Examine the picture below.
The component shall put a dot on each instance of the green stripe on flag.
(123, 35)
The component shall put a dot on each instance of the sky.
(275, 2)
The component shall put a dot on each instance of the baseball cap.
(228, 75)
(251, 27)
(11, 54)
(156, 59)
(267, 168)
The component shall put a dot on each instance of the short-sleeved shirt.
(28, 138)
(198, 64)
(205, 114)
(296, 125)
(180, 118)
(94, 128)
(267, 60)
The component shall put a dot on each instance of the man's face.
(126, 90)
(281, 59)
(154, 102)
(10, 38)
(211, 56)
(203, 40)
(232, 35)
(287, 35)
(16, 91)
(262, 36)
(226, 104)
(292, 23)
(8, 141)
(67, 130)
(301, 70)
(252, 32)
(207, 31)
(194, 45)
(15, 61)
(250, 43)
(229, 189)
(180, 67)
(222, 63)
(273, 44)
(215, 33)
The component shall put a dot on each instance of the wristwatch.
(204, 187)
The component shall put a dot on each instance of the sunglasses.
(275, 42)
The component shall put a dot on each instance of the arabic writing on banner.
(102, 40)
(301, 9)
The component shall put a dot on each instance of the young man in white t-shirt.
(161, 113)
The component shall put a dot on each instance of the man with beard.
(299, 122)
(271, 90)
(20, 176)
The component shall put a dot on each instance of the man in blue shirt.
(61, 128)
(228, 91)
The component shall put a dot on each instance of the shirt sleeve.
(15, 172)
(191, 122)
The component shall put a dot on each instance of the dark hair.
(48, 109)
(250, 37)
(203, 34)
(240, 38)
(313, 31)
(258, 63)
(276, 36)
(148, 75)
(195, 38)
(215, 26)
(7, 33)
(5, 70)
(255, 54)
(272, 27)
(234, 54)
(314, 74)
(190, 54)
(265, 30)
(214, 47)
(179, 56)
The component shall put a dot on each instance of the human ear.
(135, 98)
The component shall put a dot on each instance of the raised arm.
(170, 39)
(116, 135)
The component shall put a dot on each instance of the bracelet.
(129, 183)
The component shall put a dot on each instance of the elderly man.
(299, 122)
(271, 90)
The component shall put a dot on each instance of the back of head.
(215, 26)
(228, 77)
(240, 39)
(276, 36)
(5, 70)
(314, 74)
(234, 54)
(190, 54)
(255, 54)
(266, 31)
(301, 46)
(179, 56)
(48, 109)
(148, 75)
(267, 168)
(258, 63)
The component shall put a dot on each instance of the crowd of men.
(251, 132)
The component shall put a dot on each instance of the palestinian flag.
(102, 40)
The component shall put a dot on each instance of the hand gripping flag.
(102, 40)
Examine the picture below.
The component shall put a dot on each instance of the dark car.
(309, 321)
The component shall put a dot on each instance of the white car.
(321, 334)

To do
Having found the line with "the raised arm." in the listing above, transcribe it and every line after it to the end, exactly, with no additions.

Your solution
The component shall put a dot on each instance of the raised arm.
(170, 39)
(116, 135)
The component shall put a dot on each instance of the bracelet.
(129, 183)
The component shall put a dot on each instance of the elderly man.
(299, 122)
(271, 90)
The component shall put a dot on each instance of the back of head.
(215, 26)
(228, 77)
(240, 39)
(276, 36)
(5, 70)
(314, 74)
(234, 54)
(190, 54)
(255, 54)
(266, 31)
(301, 46)
(179, 56)
(48, 109)
(148, 75)
(267, 168)
(258, 63)
The component shall put a dot on each instance of the crowd of men.
(251, 132)
The component shall put a dot on each instance of the palestinian flag.
(102, 40)
The component shall put a dot on each instance of the hand gripping flag.
(102, 40)
Examine the picture below.
The component shall put a dot on each instance of the dark car.
(309, 321)
The component shall put a dot on each instance of the white car.
(321, 334)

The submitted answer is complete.